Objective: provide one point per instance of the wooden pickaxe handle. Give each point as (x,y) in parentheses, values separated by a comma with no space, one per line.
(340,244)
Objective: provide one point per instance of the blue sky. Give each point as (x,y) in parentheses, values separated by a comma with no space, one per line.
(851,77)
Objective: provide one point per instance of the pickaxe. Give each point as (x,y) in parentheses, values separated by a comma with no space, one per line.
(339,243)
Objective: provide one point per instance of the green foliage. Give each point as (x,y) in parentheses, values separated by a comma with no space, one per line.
------------------------------------------------------------------------
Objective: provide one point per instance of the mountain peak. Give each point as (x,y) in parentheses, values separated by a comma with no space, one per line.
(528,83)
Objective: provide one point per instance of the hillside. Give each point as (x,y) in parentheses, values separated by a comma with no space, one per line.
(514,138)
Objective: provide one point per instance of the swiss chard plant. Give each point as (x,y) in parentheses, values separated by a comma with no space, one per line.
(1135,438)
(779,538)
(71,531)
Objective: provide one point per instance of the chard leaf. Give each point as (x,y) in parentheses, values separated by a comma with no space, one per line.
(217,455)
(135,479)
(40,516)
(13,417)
------------------------------------------------------------------------
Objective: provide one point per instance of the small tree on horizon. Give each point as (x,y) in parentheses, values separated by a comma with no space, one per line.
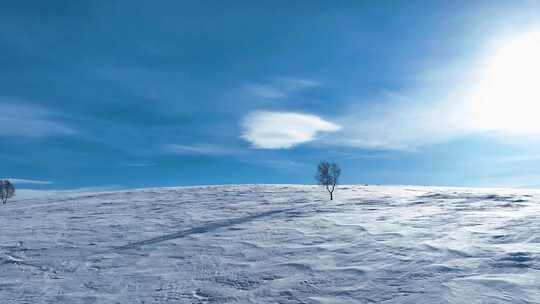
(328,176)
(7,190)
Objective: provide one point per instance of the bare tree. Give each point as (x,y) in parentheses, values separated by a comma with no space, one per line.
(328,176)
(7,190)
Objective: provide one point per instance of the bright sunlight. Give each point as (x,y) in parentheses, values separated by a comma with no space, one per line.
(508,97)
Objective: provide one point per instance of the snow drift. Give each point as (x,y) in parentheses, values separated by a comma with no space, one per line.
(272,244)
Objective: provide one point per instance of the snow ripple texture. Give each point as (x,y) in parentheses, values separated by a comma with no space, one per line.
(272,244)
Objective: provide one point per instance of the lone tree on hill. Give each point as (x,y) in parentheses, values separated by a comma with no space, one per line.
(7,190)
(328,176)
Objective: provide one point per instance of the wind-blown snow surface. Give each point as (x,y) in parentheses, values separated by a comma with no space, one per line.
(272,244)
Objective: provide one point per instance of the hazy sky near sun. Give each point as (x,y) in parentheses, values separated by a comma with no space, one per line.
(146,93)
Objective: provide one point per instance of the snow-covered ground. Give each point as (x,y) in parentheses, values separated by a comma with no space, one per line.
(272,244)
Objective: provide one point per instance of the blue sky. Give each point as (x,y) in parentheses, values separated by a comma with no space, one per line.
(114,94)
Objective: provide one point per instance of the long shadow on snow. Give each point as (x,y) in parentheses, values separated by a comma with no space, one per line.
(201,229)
------------------------------------------------------------------------
> [Instructions to follow]:
In the listing above, find the line containing "Objective: provide one point per instance of the wooden" and the line containing "Objective: provide one point per instance of the green", then retype both and every line between them exactly, with nothing else.

> [Result for this exercise]:
Objective: provide one point per instance of the wooden pickaxe handle. Give each point as (x,y) in parentheses, values separated by a comma with no space, one per line.
(340,244)
Objective: provide one point per instance of the blue sky. Give each point as (x,y) in parentheses, values separated by a comma with no space, one per line.
(851,77)
Objective: provide one point per instance of the pickaxe. Give each point as (x,y) in parentheses, values separated by a comma with no space, one per line.
(339,243)
Objective: provide one point per instance of the green foliage. Give each point as (x,y) in parentheses, values separated by a comma with no space, one per line.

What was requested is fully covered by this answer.